_Raw data_
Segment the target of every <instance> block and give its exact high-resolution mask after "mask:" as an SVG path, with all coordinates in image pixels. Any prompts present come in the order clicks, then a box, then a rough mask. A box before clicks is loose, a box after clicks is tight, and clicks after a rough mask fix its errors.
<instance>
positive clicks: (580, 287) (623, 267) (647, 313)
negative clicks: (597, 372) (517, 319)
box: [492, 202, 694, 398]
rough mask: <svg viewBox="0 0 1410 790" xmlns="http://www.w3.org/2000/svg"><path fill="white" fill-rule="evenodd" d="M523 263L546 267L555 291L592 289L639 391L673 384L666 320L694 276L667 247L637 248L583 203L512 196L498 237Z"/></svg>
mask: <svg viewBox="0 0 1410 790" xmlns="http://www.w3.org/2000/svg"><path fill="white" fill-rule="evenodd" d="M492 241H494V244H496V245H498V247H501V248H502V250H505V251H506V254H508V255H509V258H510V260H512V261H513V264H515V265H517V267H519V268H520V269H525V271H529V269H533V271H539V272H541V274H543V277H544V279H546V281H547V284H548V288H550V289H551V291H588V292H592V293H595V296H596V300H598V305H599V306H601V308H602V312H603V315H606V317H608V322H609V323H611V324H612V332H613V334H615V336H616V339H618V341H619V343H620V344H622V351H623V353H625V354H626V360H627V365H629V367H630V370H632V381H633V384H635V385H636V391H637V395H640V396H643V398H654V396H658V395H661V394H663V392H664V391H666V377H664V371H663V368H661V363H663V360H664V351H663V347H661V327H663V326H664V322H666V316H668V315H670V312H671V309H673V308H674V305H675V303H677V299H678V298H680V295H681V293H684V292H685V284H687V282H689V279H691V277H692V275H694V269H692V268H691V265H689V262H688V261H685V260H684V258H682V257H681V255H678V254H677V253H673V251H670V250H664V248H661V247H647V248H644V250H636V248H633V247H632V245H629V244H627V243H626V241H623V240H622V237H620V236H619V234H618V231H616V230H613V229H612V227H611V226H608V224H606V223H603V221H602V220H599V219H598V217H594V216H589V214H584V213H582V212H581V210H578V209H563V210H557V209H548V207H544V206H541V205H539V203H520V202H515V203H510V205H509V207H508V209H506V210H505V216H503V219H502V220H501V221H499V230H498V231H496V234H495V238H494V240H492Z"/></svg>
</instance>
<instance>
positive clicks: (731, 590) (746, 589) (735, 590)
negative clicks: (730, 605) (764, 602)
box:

_Task instructions_
Reproduce every entry above verbatim, keeping each line unchanged and in its original order.

_Exercise response_
Segment the target of every <instance> block and give its exact high-resolution mask after "mask:" as an SVG path, with all coordinates in image pixels. Any prompts present come in the order clicks, then a box, then a rough mask. A box before clicks is loose, a box after clicks is tight, and clicks after a rough mask fix its errors.
<instance>
positive clicks: (580, 287) (623, 267) (647, 313)
negative clicks: (597, 372) (517, 319)
box: [492, 202, 694, 398]
rough mask: <svg viewBox="0 0 1410 790" xmlns="http://www.w3.org/2000/svg"><path fill="white" fill-rule="evenodd" d="M523 263L546 267L555 291L592 289L639 391L673 384L666 320L694 276L667 247L637 248L583 203L512 196L498 237Z"/></svg>
mask: <svg viewBox="0 0 1410 790" xmlns="http://www.w3.org/2000/svg"><path fill="white" fill-rule="evenodd" d="M492 241H494V244H496V245H498V247H501V248H502V250H505V251H506V254H508V255H509V258H510V260H512V261H513V264H515V265H517V267H519V268H520V269H525V271H529V269H533V271H539V272H541V274H543V277H544V279H546V281H547V284H548V288H550V289H551V291H588V292H592V293H595V296H596V300H598V305H599V306H601V308H602V312H603V315H606V317H608V322H609V323H611V324H612V332H613V334H615V336H616V339H618V341H619V343H620V344H622V351H623V353H625V354H626V360H627V365H629V367H630V370H632V381H633V384H635V385H636V391H637V395H640V396H643V398H654V396H658V395H661V394H663V392H664V391H666V377H664V371H663V368H661V363H663V360H664V351H663V347H661V327H663V326H664V322H666V316H668V315H670V312H671V309H673V308H674V305H675V303H677V299H678V298H680V295H681V293H684V292H685V284H687V282H689V279H691V277H692V275H694V269H692V268H691V265H689V262H688V261H685V260H684V258H682V257H681V255H678V254H677V253H673V251H670V250H664V248H661V247H647V248H644V250H636V248H633V247H632V245H629V244H627V243H626V241H623V240H622V237H620V236H619V234H618V231H616V230H613V229H612V227H611V226H608V224H606V223H603V221H602V220H599V219H598V217H594V216H589V214H584V213H582V212H581V210H578V209H563V210H557V209H548V207H544V206H541V205H539V203H520V202H515V203H510V205H509V207H508V209H506V210H505V216H503V219H502V220H501V221H499V230H498V231H496V234H495V238H494V240H492Z"/></svg>
</instance>
<instance>
positive clicks: (731, 590) (746, 589) (735, 590)
negative clicks: (730, 605) (764, 602)
box:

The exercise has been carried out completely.